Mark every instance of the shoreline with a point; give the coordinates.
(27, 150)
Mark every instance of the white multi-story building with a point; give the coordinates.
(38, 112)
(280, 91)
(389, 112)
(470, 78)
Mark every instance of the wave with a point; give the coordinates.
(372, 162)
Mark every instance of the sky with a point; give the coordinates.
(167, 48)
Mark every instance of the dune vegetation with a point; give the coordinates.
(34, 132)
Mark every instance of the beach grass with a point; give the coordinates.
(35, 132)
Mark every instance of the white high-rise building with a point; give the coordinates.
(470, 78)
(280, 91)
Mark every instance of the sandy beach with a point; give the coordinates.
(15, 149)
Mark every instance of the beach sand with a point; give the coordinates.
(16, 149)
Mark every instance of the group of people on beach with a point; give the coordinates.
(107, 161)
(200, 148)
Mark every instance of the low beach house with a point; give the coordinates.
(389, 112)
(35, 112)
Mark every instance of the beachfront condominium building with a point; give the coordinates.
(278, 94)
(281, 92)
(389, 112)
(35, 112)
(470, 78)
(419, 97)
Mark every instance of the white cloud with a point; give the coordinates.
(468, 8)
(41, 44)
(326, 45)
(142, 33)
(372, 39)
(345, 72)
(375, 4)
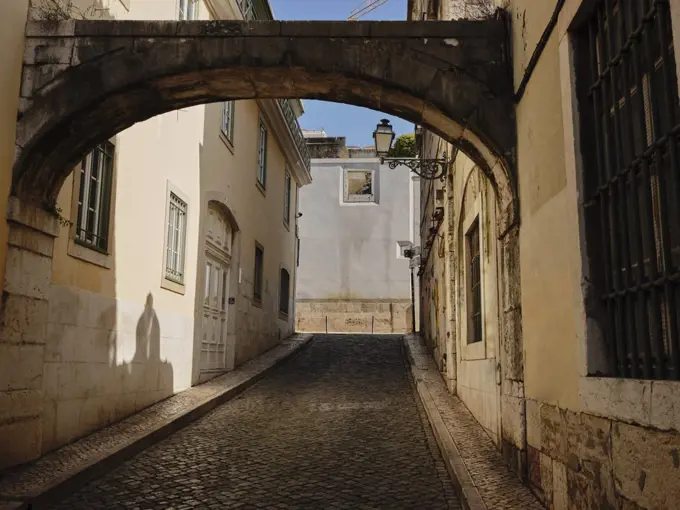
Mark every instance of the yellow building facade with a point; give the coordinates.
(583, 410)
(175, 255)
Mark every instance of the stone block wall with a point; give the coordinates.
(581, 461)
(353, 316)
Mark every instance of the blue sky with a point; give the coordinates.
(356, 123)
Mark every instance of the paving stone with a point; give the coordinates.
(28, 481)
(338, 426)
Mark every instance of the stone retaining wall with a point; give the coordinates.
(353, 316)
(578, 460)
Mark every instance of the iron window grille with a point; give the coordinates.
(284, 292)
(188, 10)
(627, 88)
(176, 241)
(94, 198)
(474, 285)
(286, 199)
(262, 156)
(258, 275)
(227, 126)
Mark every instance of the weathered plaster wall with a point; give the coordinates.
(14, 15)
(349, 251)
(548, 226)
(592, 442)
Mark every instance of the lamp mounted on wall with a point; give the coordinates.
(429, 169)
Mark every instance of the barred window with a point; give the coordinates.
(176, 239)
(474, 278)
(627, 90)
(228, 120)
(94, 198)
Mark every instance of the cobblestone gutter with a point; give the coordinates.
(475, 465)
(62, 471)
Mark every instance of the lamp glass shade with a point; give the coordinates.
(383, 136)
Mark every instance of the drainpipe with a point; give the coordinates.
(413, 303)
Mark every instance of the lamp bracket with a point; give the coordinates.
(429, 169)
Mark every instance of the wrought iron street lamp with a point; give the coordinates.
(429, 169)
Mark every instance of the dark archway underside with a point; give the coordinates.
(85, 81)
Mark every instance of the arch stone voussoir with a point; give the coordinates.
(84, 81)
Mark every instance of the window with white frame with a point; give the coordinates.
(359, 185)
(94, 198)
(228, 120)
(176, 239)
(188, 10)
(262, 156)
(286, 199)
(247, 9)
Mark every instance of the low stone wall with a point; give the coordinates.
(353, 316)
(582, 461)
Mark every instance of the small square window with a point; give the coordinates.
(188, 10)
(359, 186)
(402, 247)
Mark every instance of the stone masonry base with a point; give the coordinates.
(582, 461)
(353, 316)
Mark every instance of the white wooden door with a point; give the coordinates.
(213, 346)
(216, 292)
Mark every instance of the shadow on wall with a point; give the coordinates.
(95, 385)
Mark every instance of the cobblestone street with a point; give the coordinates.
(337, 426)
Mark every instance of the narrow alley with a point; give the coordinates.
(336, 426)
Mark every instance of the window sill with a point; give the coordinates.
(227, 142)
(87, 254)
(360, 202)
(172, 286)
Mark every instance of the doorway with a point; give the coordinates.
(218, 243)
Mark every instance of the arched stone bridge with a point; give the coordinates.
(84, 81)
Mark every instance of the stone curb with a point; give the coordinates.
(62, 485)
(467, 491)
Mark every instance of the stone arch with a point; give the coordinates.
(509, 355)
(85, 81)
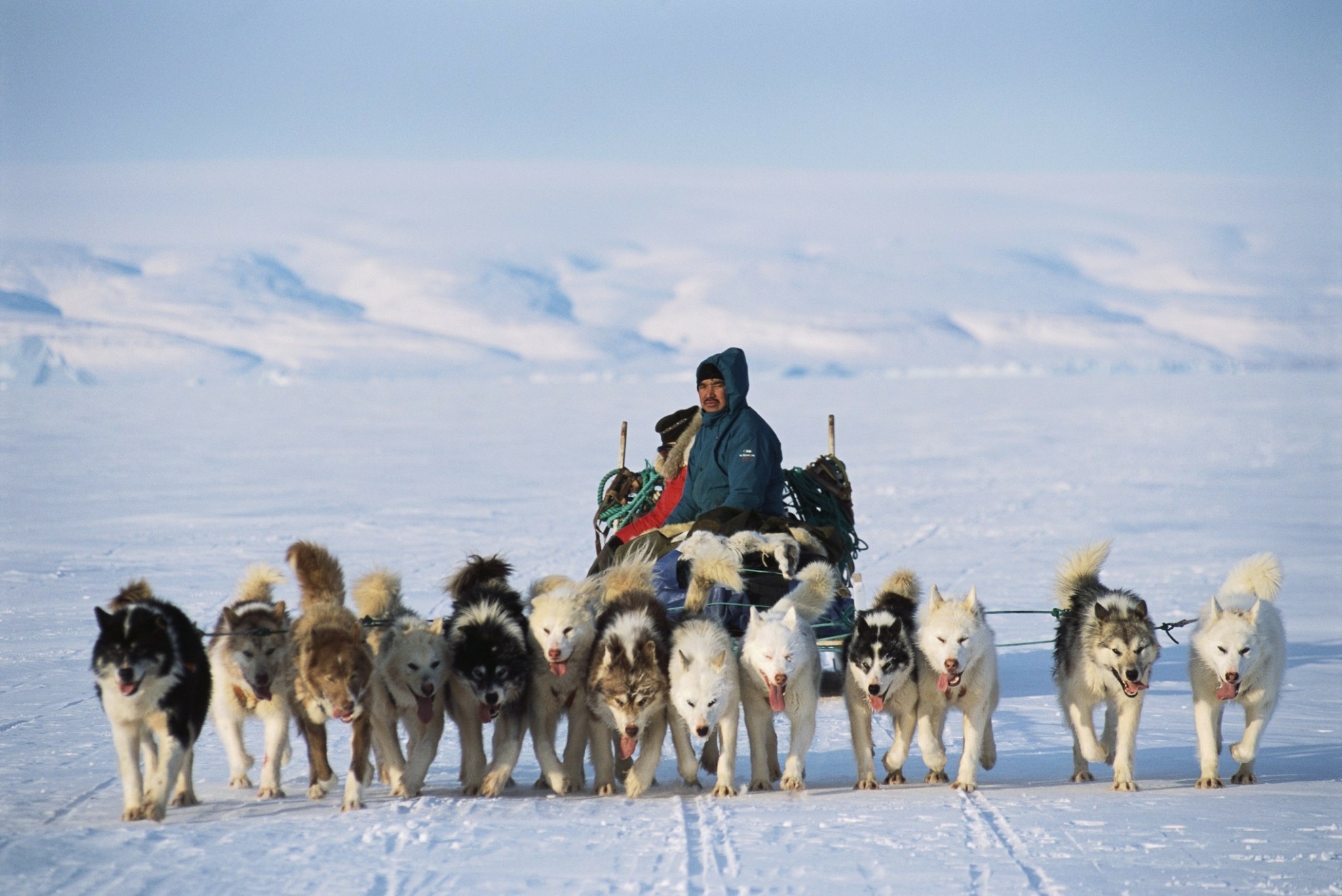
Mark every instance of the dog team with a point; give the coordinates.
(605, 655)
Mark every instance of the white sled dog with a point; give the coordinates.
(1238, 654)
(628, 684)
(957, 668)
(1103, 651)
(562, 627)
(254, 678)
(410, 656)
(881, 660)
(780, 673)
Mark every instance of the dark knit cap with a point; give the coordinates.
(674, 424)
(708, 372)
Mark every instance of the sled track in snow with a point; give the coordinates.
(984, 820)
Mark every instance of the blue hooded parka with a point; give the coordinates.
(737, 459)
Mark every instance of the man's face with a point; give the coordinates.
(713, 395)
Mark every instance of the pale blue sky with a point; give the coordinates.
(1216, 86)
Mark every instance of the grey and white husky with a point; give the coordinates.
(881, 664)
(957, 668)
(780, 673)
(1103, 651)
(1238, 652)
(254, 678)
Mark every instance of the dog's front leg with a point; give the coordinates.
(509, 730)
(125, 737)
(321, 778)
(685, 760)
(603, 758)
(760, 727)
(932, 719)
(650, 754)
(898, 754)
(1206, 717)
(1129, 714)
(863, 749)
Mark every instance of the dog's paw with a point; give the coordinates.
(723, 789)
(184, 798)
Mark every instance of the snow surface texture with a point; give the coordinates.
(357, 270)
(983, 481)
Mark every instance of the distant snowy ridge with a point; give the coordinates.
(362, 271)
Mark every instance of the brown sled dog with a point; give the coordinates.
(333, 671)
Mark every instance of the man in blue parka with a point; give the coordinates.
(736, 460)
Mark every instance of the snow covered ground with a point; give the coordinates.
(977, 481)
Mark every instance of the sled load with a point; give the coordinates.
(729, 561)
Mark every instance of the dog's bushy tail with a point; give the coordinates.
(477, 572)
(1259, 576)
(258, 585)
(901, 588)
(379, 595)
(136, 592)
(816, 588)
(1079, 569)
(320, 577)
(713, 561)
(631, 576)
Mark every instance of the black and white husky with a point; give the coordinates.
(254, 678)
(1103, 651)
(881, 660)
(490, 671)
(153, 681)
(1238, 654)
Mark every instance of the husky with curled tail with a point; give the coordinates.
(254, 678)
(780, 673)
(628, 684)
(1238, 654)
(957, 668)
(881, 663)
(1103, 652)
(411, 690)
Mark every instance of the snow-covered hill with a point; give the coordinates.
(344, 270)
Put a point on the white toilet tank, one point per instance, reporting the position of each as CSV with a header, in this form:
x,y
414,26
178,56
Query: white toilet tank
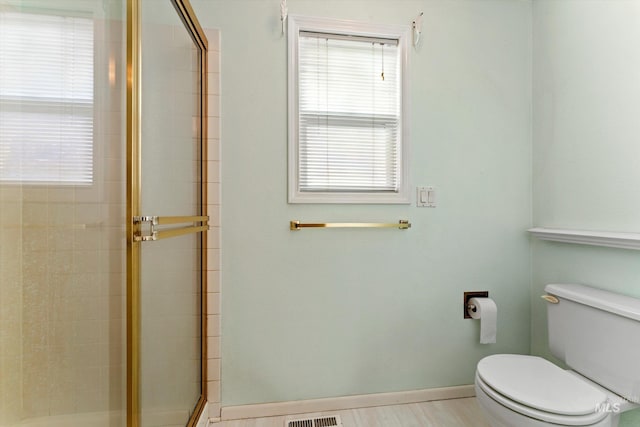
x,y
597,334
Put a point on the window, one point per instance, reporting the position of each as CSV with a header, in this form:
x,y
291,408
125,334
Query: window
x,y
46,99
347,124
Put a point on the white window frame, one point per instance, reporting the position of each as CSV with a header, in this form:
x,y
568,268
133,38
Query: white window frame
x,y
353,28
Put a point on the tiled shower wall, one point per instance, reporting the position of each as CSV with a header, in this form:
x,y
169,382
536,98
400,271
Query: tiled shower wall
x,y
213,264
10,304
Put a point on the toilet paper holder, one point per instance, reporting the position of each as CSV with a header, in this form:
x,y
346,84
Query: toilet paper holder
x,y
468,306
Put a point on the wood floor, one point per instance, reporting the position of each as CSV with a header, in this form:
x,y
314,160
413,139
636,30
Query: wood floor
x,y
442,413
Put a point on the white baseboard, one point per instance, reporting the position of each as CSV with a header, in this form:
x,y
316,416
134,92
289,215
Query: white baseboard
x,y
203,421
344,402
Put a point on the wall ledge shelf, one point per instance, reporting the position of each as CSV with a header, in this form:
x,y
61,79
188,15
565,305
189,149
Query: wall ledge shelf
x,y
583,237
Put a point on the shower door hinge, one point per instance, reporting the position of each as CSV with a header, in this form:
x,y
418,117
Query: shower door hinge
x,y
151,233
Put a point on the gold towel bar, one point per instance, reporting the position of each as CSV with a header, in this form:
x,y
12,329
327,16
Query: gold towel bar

***

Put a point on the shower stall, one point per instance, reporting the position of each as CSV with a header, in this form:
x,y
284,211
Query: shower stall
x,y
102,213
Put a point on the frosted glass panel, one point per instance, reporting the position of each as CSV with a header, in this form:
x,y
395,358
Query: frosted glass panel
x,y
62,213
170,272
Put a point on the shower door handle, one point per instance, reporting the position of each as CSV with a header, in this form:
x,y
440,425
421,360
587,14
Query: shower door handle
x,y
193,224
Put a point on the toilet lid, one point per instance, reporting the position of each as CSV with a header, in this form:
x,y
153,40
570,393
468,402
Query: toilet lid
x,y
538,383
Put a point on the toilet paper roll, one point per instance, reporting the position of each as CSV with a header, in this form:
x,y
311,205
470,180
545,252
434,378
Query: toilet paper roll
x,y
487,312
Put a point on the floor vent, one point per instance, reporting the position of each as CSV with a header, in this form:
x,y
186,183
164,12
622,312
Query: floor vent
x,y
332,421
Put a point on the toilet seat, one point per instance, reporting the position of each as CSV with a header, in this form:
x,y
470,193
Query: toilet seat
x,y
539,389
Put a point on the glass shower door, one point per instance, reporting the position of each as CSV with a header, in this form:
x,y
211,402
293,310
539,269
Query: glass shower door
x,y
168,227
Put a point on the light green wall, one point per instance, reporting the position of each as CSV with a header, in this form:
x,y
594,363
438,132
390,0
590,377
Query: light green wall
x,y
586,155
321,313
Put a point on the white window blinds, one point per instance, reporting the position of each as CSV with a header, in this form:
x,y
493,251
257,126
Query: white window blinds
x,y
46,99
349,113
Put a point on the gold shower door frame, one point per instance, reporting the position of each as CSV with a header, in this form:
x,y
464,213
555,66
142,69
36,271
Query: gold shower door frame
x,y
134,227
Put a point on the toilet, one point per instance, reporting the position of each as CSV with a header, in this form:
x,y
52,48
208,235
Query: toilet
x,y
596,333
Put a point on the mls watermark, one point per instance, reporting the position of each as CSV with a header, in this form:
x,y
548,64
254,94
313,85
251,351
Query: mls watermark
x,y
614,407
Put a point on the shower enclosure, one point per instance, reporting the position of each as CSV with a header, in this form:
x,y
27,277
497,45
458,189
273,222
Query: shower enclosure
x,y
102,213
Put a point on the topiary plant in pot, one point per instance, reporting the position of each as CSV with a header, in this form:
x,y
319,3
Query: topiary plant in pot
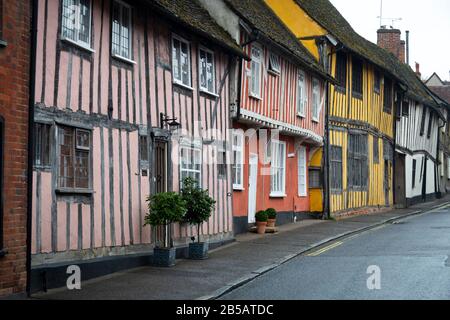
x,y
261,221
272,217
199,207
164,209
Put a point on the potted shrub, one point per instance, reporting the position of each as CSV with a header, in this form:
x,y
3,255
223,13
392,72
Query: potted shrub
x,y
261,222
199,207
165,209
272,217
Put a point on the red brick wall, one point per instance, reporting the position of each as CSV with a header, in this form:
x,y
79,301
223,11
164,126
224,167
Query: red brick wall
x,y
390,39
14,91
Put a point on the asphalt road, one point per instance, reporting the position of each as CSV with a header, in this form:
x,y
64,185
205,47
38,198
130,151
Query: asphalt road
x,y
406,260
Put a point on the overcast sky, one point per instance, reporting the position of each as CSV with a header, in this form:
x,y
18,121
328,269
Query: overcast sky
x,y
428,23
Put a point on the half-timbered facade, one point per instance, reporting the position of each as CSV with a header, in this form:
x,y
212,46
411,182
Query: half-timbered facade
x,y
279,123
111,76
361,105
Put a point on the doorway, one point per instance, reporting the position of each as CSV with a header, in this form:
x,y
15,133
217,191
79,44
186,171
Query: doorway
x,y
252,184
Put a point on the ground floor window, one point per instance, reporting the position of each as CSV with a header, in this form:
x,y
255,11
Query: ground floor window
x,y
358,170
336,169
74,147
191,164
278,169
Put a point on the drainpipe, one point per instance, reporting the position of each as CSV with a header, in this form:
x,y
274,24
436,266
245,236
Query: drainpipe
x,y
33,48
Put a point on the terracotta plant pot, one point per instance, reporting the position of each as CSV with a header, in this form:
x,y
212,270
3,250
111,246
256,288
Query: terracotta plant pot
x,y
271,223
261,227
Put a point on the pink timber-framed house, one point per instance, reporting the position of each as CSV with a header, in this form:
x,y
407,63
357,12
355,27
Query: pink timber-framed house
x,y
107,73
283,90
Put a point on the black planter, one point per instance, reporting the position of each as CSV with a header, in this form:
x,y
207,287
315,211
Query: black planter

***

EXERCISE DESCRIPTION: Which lines hold the word "planter"? Copy each of them from the records.

TASK RESPONSE:
Put a point on the black planter, one point per instance, reporting the position of each as CSV with a header, in this form:
Query: black planter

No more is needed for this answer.